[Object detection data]

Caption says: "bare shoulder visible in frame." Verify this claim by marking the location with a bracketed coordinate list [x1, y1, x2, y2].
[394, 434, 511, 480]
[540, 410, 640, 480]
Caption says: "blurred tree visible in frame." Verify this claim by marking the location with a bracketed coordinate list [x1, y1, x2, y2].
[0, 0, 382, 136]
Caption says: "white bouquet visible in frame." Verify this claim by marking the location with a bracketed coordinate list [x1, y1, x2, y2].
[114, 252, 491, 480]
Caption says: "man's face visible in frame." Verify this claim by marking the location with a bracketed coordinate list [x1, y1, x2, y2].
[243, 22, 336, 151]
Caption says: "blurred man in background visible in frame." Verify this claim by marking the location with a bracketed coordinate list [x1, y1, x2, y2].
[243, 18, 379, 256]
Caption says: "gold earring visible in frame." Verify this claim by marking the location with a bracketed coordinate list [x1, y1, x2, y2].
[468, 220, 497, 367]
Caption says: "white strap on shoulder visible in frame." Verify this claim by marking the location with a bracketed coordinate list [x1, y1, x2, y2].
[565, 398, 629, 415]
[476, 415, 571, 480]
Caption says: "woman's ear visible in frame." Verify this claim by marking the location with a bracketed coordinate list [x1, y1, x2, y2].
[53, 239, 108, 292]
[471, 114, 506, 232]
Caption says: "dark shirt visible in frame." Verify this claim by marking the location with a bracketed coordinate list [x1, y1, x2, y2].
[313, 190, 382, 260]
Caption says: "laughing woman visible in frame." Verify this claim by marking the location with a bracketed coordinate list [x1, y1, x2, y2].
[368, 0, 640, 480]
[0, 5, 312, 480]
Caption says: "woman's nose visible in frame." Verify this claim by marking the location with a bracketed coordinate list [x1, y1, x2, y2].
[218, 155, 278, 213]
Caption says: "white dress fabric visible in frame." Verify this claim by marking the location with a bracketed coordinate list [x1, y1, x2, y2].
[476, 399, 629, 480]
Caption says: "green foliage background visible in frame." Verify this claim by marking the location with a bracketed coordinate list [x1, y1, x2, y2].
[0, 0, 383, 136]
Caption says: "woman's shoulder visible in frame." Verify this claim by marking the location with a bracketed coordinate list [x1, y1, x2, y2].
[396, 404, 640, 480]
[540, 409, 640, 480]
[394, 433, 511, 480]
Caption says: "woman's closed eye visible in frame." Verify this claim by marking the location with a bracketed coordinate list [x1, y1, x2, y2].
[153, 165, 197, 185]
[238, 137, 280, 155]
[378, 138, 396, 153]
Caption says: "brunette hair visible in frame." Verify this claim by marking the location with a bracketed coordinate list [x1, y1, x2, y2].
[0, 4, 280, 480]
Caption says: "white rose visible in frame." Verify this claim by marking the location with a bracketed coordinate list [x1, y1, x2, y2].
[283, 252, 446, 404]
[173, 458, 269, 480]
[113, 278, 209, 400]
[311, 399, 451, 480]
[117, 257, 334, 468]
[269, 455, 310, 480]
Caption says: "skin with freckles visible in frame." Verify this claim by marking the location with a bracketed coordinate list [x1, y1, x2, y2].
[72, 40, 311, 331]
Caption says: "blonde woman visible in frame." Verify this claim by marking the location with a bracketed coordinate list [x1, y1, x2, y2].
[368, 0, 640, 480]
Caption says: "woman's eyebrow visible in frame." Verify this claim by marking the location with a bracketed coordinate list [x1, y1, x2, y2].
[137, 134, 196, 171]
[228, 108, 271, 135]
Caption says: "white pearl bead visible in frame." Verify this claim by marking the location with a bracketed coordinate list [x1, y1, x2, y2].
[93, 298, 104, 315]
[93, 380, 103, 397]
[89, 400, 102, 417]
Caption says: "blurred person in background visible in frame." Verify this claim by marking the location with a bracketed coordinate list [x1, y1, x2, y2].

Work to complete:
Please copy the whole listing above word for word, keeping every line as it stands.

Right answer:
Caption says: "bare shoulder visible in frame." Verify this claim by marking the location with a bracketed coordinate list [x1, y1, x2, y2].
[394, 434, 511, 480]
[540, 410, 640, 480]
Caption says: "blurred tree visible in frame." Verify this claim by marking the location with a bracketed coordinate list [x1, y1, x2, y2].
[0, 0, 382, 136]
Caption says: "white bouquet visible in frame." Verify this claim by marking the location with a bracketed coordinate list [x1, y1, x2, y2].
[114, 252, 491, 480]
Caption says: "man's face visible in frame." Verify this claim by marking the location with a bracketed coordinate list [x1, y1, x2, y2].
[243, 22, 336, 151]
Caption says: "blurred man in background visible in frame." Verify this claim by marking the location with a bracketed coordinate list [x1, y1, x2, y2].
[243, 18, 379, 256]
Caption says: "gold earring visible in frame." Verify this claim by marking the location with a bracketed coordinate list [x1, y1, x2, y2].
[468, 220, 497, 367]
Caption says: "white strap on shoulder visible in frame." Verify this claim by marking the location with a bracketed coordinate list [x1, y1, x2, y2].
[565, 398, 629, 415]
[476, 415, 571, 480]
Caption says: "woman's ear visible in frame." Verify this claim by marking the location with a bracketed coordinate list [x1, y1, x2, y2].
[53, 239, 108, 292]
[471, 114, 506, 232]
Caption says: "dark shirt visible in frame." Verify this claim by marking the location with a bracketed coordinate list [x1, y1, x2, y2].
[313, 190, 382, 260]
Caption says: "laughing woman visible in frame." Verify this claim by marking the location with a bracketed coordinate list [x1, y1, x2, y2].
[368, 0, 640, 480]
[0, 5, 312, 480]
Caption says: "woman's nose visible in frame." Verify this claim by marking the location with a bracketed coordinate list [x1, y1, x2, y2].
[218, 155, 278, 213]
Caption says: "white dress fabric visible in frame." Verify this claim by marking the location with a bracketed coordinate list [x1, y1, x2, y2].
[476, 399, 629, 480]
Caption says: "green foliage background visible in frame." Verify this claim by marking the location with a bracketed coordinate list [x1, y1, x2, y2].
[0, 0, 383, 136]
Caption says: "woman's shoulder visible in frame." Verify this claim by marking the location with a bracketed coordinate list [x1, y1, x2, y2].
[396, 404, 640, 480]
[540, 409, 640, 480]
[394, 433, 511, 480]
Caption says: "woman's closed eye visible in frame." Verify this claim by marking the location with a bracketed coordinate list [x1, y1, x2, y2].
[153, 165, 197, 185]
[238, 137, 280, 155]
[378, 138, 396, 153]
Caption says: "brunette hair visible in frame." Verify this claim by marking the location with a bracketed coordinate list [x1, y1, x2, y2].
[0, 4, 280, 480]
Caption says: "white rose visible in frame." Verify this claim by marking the location with a bracketed coordinate list [x1, y1, x2, y2].
[283, 252, 446, 404]
[173, 458, 269, 480]
[113, 278, 209, 400]
[311, 399, 451, 480]
[117, 257, 334, 468]
[269, 455, 310, 480]
Caption says: "skin with freckles visible in frame." Verify this claim by marking the location with a bracketed coordinate list [x1, y1, x2, y2].
[72, 40, 311, 331]
Caption says: "blonde woman visible in frame." Verify this claim by marking the location with a bracketed coordinate list [x1, y1, x2, y2].
[368, 0, 640, 480]
Caption says: "woman's eyebrow visible in frame." Verify this claim by marking the location with a bracketed coordinate list [x1, y1, x2, y2].
[137, 134, 196, 171]
[228, 108, 271, 135]
Caption says: "white pearl bead visible in frame." Verify this claim by marking the location with a bracketed coordinate list [x1, y1, x2, y2].
[93, 298, 104, 315]
[93, 380, 103, 397]
[89, 400, 102, 417]
Caption says: "blurred person in background visible in frame." Verify this claim by marking the location with a bracketed coordinate list [x1, y1, x2, y2].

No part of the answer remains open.